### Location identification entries

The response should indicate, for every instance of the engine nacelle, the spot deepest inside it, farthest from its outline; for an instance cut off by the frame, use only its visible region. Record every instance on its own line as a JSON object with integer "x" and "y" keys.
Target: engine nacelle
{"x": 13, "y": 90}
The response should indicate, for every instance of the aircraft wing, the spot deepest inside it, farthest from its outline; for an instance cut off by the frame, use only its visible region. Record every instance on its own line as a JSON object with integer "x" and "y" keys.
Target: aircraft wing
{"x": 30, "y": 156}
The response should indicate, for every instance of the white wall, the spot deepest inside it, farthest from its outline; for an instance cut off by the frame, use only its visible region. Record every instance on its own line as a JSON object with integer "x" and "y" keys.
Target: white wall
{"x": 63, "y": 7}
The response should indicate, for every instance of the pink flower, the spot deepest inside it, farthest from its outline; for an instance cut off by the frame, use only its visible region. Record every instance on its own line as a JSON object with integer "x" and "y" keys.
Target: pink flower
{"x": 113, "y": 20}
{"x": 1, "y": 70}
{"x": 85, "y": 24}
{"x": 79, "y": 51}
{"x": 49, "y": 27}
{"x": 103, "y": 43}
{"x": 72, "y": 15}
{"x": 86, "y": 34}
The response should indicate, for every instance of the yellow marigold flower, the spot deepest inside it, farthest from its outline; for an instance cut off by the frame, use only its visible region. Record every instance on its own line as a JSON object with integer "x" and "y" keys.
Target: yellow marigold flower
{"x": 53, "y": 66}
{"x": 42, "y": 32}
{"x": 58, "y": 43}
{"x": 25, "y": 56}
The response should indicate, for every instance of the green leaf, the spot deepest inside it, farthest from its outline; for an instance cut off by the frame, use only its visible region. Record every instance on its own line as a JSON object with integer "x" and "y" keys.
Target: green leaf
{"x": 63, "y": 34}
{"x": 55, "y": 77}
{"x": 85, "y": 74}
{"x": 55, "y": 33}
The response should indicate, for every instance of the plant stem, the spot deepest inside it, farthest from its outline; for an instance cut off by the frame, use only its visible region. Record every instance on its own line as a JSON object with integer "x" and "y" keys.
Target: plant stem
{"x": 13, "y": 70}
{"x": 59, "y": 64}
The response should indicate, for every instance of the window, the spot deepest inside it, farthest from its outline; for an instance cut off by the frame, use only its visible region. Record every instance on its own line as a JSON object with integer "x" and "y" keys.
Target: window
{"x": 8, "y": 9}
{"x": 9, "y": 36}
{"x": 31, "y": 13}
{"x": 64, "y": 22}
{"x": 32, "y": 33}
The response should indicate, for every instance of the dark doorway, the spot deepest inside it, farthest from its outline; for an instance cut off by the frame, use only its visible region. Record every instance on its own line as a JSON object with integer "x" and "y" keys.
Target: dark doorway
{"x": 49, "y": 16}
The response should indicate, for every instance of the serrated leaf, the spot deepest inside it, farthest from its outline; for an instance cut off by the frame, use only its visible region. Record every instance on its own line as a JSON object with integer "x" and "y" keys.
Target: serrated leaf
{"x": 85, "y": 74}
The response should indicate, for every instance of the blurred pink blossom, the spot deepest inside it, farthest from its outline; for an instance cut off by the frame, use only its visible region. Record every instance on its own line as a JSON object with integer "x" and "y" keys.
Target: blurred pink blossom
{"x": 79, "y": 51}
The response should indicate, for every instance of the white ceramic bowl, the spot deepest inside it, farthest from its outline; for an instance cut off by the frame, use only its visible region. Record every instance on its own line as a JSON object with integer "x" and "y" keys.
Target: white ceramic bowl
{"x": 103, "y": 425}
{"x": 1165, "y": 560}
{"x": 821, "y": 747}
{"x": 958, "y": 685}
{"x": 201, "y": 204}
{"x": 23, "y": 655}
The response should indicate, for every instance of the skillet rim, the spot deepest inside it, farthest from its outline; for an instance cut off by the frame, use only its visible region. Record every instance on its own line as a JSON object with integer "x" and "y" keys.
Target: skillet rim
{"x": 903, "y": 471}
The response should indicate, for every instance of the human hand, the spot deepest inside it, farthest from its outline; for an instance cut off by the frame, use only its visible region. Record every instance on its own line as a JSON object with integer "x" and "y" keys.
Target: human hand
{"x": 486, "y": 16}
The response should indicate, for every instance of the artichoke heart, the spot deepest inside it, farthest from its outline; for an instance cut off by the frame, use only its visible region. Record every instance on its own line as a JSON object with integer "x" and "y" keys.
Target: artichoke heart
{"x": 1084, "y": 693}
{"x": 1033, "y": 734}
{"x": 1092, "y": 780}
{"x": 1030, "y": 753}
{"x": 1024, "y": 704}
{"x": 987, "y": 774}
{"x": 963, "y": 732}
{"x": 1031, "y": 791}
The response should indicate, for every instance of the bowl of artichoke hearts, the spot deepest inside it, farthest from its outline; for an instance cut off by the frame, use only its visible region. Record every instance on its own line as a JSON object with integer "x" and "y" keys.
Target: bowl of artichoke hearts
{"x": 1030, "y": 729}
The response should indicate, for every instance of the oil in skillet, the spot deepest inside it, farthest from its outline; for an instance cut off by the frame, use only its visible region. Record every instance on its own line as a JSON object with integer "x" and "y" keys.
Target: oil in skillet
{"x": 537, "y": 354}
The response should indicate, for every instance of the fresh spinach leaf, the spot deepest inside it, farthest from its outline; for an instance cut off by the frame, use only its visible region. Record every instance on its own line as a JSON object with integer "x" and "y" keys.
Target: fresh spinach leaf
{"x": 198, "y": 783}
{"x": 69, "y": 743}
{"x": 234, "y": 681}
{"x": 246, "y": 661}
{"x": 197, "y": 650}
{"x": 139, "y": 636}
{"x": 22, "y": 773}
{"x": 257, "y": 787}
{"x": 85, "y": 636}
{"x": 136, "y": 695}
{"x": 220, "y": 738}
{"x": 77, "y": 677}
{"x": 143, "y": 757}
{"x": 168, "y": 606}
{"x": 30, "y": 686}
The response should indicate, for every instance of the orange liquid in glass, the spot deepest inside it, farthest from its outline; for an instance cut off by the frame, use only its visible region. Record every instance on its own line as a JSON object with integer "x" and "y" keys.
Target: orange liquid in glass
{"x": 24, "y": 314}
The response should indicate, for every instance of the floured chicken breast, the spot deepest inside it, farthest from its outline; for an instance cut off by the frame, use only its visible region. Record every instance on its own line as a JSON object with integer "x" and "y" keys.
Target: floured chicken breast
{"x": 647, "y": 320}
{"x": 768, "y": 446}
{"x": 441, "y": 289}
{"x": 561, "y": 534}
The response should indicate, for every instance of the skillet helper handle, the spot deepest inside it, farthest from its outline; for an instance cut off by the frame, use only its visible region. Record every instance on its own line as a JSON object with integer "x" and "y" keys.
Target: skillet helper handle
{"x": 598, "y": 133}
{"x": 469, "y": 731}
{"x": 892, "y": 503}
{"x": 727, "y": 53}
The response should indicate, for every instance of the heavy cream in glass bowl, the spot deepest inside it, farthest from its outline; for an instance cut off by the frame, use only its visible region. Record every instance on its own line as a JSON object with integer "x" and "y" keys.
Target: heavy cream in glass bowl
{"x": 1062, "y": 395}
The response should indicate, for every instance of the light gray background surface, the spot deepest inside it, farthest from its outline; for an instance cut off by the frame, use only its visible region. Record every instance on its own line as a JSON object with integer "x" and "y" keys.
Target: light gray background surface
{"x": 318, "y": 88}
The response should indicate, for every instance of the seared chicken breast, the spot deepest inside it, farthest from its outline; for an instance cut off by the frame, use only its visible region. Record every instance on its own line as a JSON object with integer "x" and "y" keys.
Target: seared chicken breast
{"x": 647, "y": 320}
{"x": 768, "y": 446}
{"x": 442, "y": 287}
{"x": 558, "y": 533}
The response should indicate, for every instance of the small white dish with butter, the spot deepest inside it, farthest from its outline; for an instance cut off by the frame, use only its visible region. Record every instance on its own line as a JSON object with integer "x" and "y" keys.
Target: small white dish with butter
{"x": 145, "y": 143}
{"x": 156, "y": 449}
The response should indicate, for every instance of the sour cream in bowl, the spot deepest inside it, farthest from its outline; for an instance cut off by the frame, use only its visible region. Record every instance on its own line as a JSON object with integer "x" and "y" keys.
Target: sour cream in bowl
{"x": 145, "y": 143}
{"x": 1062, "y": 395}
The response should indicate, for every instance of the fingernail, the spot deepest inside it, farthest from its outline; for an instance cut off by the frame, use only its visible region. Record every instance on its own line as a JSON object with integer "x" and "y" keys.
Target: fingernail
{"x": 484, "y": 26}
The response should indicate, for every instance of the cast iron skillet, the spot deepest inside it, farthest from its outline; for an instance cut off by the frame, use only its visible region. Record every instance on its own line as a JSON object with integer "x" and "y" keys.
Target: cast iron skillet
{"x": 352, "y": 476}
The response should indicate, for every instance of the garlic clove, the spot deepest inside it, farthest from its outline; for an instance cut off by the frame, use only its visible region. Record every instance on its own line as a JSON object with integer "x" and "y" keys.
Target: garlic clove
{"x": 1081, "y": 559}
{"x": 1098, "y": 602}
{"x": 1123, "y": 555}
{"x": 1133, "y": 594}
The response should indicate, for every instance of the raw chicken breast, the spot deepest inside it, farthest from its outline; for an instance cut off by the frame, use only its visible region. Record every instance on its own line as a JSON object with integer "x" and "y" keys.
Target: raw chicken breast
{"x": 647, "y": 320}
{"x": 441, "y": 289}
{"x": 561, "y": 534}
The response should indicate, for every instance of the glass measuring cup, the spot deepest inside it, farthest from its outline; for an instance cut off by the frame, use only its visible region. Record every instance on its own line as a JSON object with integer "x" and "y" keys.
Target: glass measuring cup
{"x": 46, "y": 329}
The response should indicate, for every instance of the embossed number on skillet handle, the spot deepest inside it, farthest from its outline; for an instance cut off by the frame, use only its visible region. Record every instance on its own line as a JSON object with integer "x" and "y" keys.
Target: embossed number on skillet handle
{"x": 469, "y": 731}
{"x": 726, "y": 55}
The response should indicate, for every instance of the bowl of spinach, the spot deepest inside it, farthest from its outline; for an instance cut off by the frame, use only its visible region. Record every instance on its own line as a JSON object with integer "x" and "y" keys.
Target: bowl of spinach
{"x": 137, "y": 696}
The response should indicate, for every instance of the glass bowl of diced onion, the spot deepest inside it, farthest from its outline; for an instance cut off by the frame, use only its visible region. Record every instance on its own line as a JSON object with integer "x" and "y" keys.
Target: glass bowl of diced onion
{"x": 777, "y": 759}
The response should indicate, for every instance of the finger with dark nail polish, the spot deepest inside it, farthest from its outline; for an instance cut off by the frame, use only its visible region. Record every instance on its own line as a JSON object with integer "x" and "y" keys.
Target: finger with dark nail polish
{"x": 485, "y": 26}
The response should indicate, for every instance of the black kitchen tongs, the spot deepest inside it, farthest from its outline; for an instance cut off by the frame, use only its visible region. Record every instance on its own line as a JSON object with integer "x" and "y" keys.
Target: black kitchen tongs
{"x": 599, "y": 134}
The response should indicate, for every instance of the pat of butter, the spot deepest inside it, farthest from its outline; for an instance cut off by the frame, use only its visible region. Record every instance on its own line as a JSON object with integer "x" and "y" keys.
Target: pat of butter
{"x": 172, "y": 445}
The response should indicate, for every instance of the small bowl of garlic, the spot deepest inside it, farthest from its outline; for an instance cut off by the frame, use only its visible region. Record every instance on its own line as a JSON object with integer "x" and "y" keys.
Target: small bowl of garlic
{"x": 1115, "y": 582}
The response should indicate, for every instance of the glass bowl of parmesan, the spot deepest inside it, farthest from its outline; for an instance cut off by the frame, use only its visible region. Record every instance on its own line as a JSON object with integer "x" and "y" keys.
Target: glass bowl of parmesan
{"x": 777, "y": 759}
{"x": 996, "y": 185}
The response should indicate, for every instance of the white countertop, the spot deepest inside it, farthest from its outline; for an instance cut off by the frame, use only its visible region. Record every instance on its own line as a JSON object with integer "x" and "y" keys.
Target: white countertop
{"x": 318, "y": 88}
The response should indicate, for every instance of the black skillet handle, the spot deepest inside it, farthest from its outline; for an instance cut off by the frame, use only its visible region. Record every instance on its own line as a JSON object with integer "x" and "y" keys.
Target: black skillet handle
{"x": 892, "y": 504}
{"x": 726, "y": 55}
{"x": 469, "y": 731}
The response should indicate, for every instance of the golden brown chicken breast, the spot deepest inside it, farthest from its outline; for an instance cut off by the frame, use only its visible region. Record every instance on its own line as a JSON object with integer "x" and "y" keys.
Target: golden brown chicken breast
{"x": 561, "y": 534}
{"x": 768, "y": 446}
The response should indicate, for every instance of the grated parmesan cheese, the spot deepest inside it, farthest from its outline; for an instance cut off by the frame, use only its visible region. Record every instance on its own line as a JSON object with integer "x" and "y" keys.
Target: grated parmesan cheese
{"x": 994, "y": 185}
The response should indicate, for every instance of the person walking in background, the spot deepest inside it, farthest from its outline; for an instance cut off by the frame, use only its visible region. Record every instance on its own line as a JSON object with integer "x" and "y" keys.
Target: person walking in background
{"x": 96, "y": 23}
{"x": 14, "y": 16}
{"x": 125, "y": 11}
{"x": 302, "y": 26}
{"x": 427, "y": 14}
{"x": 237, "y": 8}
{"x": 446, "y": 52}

### Exercise instructions
Print only the lines from the one with "The response should indicate, for every instance of the golden" to the end of the records, both included.

### Right answer
The response should indicate, for every instance of the golden brown chicken breast, the spot deepest inside it, farthest from its outline; for an instance cut off by the frame, use only its visible region. Record every instance on its own line as a JSON object with integer "x" and "y" keys.
Target: golden brown chicken breast
{"x": 561, "y": 534}
{"x": 768, "y": 446}
The response should indicate, for every instance of the grated parmesan cheese, the spot deepest inside it, farthest from its outline; for an instance cut off by the frame, use only its visible region. Record every instance on its own line as a JSON object with integer "x" and "y" keys.
Target: grated parmesan cheese
{"x": 994, "y": 185}
The response should indicate, for every instance of the person walking in background, the spot deepest inside it, farthest from its outline; for an instance cut off by the frame, use only its visible region. Record every instance on its own line as a JSON object with integer "x" and "y" keys.
Target: person walking in background
{"x": 96, "y": 23}
{"x": 14, "y": 16}
{"x": 125, "y": 11}
{"x": 302, "y": 26}
{"x": 427, "y": 14}
{"x": 237, "y": 8}
{"x": 446, "y": 52}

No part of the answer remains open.